## Text provided
ROANOKE TIMES

                         Roanoke Times
                 Copyright (c) 1995, Landmark Communications, Inc.

DATE: FRIDAY, December 9, 1994                   TAG: 9501070008
SECTION: EDITORIAL                    PAGE: A-22   EDITION: METRO 
SOURCE: 
DATELINE:                                 LENGTH: Long


HEALTH-CARE JOBS AREN'T FOREVER

IN RESPONSE to your Nov. 27 business story, ``Survivor sickness'':

I read this story several times to assure that I didn't misinterpret any part. I've been employed in the medical field all my working years. I love the medical field. I have great respect for anyone choosing to work within it, and it's seldom easy. Unlike many other professions, you can't leave it at 5 p.m.

I, too, am concerned about health-care changes we're facing. I do understand the fear and anxiety that go along with not knowing what may happen or if you will have a job the next day. I can and do sympathize with the nurse's concerns expressed anonymously. But I'd very much like the opportunity to respond as a Carilion Health System employee.

## Data extract
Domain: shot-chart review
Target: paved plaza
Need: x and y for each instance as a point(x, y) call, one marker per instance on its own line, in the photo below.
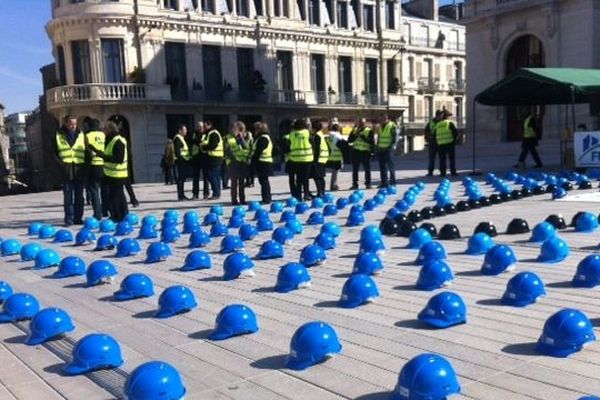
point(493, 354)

---

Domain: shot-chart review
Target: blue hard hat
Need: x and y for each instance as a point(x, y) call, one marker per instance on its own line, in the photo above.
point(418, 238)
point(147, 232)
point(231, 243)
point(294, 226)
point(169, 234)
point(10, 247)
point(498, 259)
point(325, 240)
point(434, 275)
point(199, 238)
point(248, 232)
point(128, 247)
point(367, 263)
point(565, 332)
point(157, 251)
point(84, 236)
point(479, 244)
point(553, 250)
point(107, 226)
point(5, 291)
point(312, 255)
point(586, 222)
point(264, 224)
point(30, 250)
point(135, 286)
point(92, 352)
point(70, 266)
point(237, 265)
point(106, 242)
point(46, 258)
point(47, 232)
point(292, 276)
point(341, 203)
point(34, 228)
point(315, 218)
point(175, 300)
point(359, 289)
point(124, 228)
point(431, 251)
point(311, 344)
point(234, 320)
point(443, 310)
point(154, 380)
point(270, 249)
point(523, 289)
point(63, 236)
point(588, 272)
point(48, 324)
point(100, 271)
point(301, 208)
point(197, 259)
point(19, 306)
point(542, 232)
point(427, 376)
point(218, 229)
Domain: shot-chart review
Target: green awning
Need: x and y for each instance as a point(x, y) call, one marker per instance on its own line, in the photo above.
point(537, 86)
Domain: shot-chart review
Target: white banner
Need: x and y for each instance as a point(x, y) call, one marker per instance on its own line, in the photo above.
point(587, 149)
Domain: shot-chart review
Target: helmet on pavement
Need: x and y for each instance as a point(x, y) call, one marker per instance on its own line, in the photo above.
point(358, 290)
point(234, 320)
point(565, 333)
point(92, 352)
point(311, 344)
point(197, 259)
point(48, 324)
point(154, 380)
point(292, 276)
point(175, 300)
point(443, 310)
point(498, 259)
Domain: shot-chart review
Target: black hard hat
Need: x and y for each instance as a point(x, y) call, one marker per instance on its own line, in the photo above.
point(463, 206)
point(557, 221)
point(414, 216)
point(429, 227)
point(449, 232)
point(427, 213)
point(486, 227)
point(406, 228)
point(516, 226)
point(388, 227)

## List of tasks
• a. Decide whether each statement below agrees with the letter about health-care jobs. Answer yes or no for each, and quote the words from the letter that decide it.
(i) The writer has worked in the medical field for all of their working years.
(ii) The writer says that, like many other jobs, medical work can be left behind at 5 p.m.
(iii) The nurse's concerns in the business story were given under the nurse's own name.
• b. In the letter about health-care jobs, what is the date of the business story the writer is responding to?
• c. Continue the letter about health-care jobs, starting after its final sentence.

## Exercise results
• a.
(i) Yes: "I've been employed in the medical field all my working years."
(ii) No: "Unlike many other professions, you can't leave it at 5 p.m."
(iii) No: "I can and do sympathize with the nurse's concerns expressed anonymously."

• b. Nov. 27.

• c.
I've read too often in recently printed articles how bad health-care providers are treated by their employers. No one bothers to print the benefits and compassion demonstrated so often by Carilion for its employees.

In the story, the nurse indicated she was completely dedicated to nursing. She stated that "she loved nursing" and the frustration came for her in seeing the hospital look at the bottom line, "which is not where the nurses or doctors are looking.'' Sorry, I don't buy that. If you've not had the opportunity to spend time in the real world of medicine, you may not realize that not everyone is in it for the good of humanity. This includes nursing.

I've worked for Carilion for five years and have found my employer to be dedicated to providing quality health care, sparing no expense. I've never seen the Carilion system put money of any amount above their patients' or employees' welfare, and I'm in a position to know.

It truly amazes me sometimes how we (the employees) feel our employers owe us. Did we not accept a position with them? Did we not agree to perform a job when hired? They owe us nothing, except what we agreed to at the time hired. I don't believe any health-care provider would promise a job would be eternal and the employee would never have to do anything they didn't feel like doing.

To be an adult and not have realized by this time that shooting the messenger of change solves nothing, leaves a person open to many disappointments to come.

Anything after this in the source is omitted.